* Begin SOURCE RECORDS *
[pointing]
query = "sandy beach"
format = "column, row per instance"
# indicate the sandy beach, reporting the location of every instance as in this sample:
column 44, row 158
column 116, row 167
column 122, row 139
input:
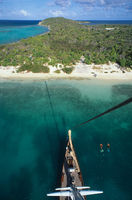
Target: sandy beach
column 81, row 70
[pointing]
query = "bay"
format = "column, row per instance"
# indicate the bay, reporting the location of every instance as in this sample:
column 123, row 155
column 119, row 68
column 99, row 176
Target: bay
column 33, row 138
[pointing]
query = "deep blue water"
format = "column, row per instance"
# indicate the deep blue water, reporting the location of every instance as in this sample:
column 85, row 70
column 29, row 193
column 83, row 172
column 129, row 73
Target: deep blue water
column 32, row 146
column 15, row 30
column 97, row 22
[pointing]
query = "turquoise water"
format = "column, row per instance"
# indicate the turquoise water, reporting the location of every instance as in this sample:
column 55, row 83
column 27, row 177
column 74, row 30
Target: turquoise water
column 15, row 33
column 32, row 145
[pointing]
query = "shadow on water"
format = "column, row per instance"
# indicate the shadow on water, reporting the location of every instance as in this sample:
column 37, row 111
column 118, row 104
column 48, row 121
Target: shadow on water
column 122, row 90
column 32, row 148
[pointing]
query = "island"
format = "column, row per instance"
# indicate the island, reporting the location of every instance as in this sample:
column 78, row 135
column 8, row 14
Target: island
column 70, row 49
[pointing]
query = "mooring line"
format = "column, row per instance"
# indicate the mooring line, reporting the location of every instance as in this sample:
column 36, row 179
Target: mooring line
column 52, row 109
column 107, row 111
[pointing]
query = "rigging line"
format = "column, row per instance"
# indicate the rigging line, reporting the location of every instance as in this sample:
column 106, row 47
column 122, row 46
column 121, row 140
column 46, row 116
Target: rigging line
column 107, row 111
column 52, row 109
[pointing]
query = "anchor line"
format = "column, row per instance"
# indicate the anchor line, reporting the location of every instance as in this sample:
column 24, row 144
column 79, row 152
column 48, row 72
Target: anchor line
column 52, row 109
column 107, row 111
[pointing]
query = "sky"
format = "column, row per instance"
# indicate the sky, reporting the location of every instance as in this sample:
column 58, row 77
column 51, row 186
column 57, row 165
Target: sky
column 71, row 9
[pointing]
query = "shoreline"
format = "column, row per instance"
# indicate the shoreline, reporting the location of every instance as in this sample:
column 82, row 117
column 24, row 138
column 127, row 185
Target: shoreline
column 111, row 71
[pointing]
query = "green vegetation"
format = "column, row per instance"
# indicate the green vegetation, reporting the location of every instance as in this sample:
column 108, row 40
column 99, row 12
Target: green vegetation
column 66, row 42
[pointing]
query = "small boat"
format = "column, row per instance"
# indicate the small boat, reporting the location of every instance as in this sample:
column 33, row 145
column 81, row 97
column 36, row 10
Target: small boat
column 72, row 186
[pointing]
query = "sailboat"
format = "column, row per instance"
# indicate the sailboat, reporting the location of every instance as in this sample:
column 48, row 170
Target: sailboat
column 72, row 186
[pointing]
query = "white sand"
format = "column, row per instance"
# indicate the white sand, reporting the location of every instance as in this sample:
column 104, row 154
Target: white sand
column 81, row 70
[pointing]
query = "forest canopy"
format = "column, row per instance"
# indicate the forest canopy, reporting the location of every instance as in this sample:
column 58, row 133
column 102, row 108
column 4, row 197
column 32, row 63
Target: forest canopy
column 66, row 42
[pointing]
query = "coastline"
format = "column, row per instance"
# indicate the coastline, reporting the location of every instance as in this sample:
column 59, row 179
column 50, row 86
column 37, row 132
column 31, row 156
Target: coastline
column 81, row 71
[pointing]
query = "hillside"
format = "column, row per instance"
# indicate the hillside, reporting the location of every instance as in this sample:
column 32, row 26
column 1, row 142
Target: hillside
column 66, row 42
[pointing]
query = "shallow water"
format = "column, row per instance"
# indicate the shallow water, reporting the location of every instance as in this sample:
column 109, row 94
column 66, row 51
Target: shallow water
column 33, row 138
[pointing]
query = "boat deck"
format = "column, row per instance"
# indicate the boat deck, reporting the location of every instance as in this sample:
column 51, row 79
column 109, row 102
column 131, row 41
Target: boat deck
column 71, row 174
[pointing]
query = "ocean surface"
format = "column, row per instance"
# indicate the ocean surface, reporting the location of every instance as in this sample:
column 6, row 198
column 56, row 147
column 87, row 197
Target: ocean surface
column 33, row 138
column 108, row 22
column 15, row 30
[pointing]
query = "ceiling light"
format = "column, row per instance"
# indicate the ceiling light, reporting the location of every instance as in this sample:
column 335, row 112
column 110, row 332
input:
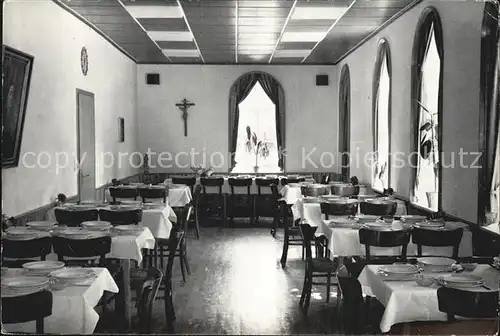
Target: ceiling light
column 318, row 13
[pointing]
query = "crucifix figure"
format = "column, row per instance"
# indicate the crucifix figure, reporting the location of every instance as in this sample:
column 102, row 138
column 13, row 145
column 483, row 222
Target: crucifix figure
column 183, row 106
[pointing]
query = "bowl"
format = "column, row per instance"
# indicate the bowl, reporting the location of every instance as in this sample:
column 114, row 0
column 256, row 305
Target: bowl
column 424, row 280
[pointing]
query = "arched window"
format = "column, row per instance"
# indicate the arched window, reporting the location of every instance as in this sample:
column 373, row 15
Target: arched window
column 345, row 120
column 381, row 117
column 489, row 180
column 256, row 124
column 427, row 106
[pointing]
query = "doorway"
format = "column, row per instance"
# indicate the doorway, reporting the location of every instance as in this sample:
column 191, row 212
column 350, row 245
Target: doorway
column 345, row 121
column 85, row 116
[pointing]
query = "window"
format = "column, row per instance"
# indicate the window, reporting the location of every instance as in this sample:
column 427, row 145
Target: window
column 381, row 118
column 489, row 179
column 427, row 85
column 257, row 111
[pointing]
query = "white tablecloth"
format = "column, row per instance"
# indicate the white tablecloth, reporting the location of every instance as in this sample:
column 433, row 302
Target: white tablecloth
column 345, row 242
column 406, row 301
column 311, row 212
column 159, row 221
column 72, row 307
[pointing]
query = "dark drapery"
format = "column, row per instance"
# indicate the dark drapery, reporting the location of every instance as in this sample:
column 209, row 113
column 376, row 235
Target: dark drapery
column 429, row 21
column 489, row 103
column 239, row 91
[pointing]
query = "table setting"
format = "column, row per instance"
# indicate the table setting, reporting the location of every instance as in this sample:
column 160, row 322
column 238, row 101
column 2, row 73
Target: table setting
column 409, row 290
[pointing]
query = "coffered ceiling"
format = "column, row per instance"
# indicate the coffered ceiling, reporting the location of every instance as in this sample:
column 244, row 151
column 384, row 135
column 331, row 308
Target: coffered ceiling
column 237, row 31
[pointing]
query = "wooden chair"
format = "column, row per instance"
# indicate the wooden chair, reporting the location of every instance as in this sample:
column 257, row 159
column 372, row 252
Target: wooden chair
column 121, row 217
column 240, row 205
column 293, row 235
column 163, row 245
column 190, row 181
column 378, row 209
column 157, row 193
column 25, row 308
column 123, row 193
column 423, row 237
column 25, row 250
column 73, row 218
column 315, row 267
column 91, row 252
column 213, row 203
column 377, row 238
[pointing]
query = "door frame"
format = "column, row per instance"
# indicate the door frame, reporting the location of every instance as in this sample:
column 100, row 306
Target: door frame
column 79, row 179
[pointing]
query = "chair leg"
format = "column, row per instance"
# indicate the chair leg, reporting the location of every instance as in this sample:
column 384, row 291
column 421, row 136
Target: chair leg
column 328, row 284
* End SOURCE RECORDS *
**STATED PROBLEM**
Reproduce the whole listing above line for line, without the pictures.

**RESPONSE TO THE EXERCISE**
[pointing]
query = "sandy beach"
format = "column, row per instance"
# indicate the sandy beach, reporting the location of every instance as in this sample:
column 44, row 158
column 116, row 167
column 122, row 139
input:
Target: sandy beach
column 81, row 70
[pointing]
query = "bay"
format = "column, row per instance"
# indicate the bay, reporting the location of every instance as in this sample:
column 123, row 155
column 119, row 68
column 99, row 176
Target: bay
column 33, row 138
[pointing]
query = "deep blue water"
format = "column, row per instance"
# indicate the deep blue water, reporting the location of every instance as in this sample:
column 85, row 70
column 29, row 193
column 83, row 172
column 129, row 73
Target: deep blue water
column 32, row 146
column 15, row 30
column 97, row 22
[pointing]
query = "turquoise water"
format = "column, row per instance"
# indicate the turquoise water, reporting the location of every instance as in this sample:
column 55, row 83
column 27, row 177
column 74, row 30
Target: turquoise water
column 15, row 33
column 32, row 145
[pointing]
query = "shadow on water"
format = "column, row per instance"
# indicate the shadow on water, reporting the location of every instance as in this sample:
column 37, row 111
column 118, row 104
column 48, row 121
Target: shadow on water
column 122, row 90
column 32, row 148
[pointing]
query = "island"
format = "column, row per instance"
# indicate the island, reporting the location of every instance as in this sample:
column 78, row 135
column 8, row 14
Target: island
column 70, row 49
[pointing]
query = "mooring line"
format = "column, row per instance"
# indicate the mooring line, reporting the location of every instance as in this sample:
column 36, row 179
Target: mooring line
column 52, row 109
column 107, row 111
[pointing]
query = "rigging line"
format = "column, row per instance"
# indicate the rigging line, reporting the location of every instance as in this sample:
column 106, row 47
column 122, row 46
column 121, row 140
column 46, row 116
Target: rigging line
column 107, row 111
column 52, row 109
[pointing]
query = "anchor line"
format = "column, row per instance"
# indicate the anchor line, reporting the location of every instance as in this sample:
column 24, row 144
column 79, row 152
column 48, row 72
Target: anchor line
column 52, row 109
column 107, row 111
[pointing]
query = "sky"
format = "column, row per instance"
# indicate the sky, reporting the location of every instance as in this sample:
column 58, row 77
column 51, row 186
column 57, row 165
Target: sky
column 71, row 9
[pointing]
query = "shoreline"
format = "column, row per instance"
# indicate the shoreline, reporting the location of every instance as in this sample:
column 82, row 117
column 24, row 138
column 127, row 185
Target: shoreline
column 111, row 71
[pointing]
query = "green vegetation"
format = "column, row per instance"
# indicate the green vegetation, reporting the location of every instance as in this sample:
column 108, row 40
column 99, row 12
Target: green vegetation
column 66, row 42
[pointing]
query = "small boat"
format = "column, row per instance"
# indicate the small boat, reporting the location of every instance as in this sample:
column 33, row 145
column 81, row 97
column 36, row 10
Target: small boat
column 72, row 186
[pointing]
query = "sailboat"
format = "column, row per instance"
# indicate the sailboat, reporting the location of every instance as in this sample:
column 48, row 170
Target: sailboat
column 72, row 186
[pointing]
query = "white sand"
format = "column, row per instance"
# indicate the white sand, reporting the location of every instance as in this sample:
column 104, row 154
Target: white sand
column 81, row 70
[pointing]
query = "forest canopy"
format = "column, row per instance"
# indicate the forest canopy, reporting the location of every instance as in this sample:
column 58, row 133
column 102, row 108
column 4, row 197
column 32, row 63
Target: forest canopy
column 66, row 42
[pointing]
query = "coastline"
format = "column, row per instance"
# indicate the coastline, reporting the location of every instance as in this sample:
column 59, row 179
column 50, row 86
column 37, row 132
column 31, row 156
Target: coastline
column 81, row 71
[pointing]
query = "hillside"
format = "column, row per instance"
# indicate the hillside, reporting the location of every instance as in this sample:
column 32, row 26
column 1, row 142
Target: hillside
column 66, row 42
[pointing]
query = "shallow water"
format = "column, row per instance"
# indicate the shallow water, reporting the location of every instance as in this sample:
column 109, row 94
column 66, row 51
Target: shallow water
column 33, row 138
[pointing]
query = "boat deck"
format = "column, row per instance"
# indicate the boat deck, reporting the location of every instance as in this sample:
column 51, row 79
column 109, row 102
column 131, row 41
Target: boat deck
column 71, row 174
[pointing]
query = "ocean surface"
format = "column, row per instance"
# indicate the ocean surface, reporting the location of every instance as in this sample:
column 6, row 198
column 56, row 147
column 87, row 197
Target: ocean surface
column 33, row 138
column 108, row 22
column 15, row 30
[pointing]
query = "ceiling light"
format = "column, row per instance"
# indicate the ceiling light, reporting the location of every instance as in this sample:
column 335, row 112
column 110, row 332
input:
Target: ceiling light
column 318, row 13
[pointing]
query = "crucifix figure"
format = "column, row per instance"
# indicate the crucifix figure, reporting the location of every instance as in this sample:
column 102, row 138
column 13, row 145
column 483, row 222
Target: crucifix figure
column 183, row 106
[pointing]
query = "bowl"
format = "column, row per instance"
# indicate the bowl, reporting the location of every instance as in this sample:
column 114, row 0
column 256, row 305
Target: bowl
column 424, row 280
[pointing]
query = "arched window"
format = "column, row per instance"
# indicate the arched window, reporting the location of every instance as in this sample:
column 373, row 15
Target: arched window
column 345, row 120
column 381, row 117
column 489, row 180
column 256, row 124
column 427, row 106
[pointing]
query = "doorway"
format = "column, row per instance"
# indicate the doorway, reporting the location of every instance as in this sample:
column 191, row 212
column 350, row 245
Target: doorway
column 345, row 121
column 85, row 116
[pointing]
query = "window"
format = "column, row per instance"
# indicate the window, reporting the location of every instance as in this sample:
column 427, row 145
Target: window
column 381, row 118
column 489, row 179
column 427, row 85
column 257, row 111
[pointing]
query = "white tablecloth"
format = "column, row per instance"
# indicate the white tablecloth, reporting the location of every instance as in this sample:
column 433, row 302
Target: white tablecloth
column 345, row 242
column 406, row 301
column 311, row 212
column 159, row 221
column 72, row 307
[pointing]
query = "dark drapery"
format = "column, row per instance"
# indicate the dark drapery, reporting the location of every instance as in this sample:
column 209, row 113
column 376, row 235
Target: dark drapery
column 429, row 21
column 489, row 103
column 239, row 91
[pointing]
query = "table setting"
format = "column, row per instance"
# indicate the table setting, reporting the location of every instance as in this sample:
column 160, row 322
column 238, row 101
column 2, row 73
Target: table setting
column 409, row 290
[pointing]
query = "coffered ceiling"
format = "column, row per instance"
# indicate the coffered ceiling, reporting the location of every instance as in this sample:
column 244, row 151
column 384, row 135
column 331, row 308
Target: coffered ceiling
column 237, row 31
[pointing]
query = "wooden chair"
format = "column, row per instance"
# indicate the wooden chair, reporting the location of every instance as in this sample:
column 257, row 159
column 372, row 252
Target: wooden chair
column 121, row 217
column 240, row 205
column 293, row 235
column 163, row 245
column 190, row 181
column 378, row 209
column 157, row 193
column 25, row 308
column 123, row 193
column 423, row 237
column 25, row 250
column 73, row 218
column 315, row 267
column 91, row 252
column 213, row 203
column 377, row 238
[pointing]
query = "door frame"
format = "column, row per instance"
# indicate the door frame, reporting the location of every instance as in this sample:
column 100, row 306
Target: door frame
column 79, row 179
[pointing]
query = "chair leg"
format = "column, row per instance"
# indicate the chair leg, reporting the location of every instance as in this sample:
column 384, row 291
column 421, row 136
Target: chair leg
column 328, row 284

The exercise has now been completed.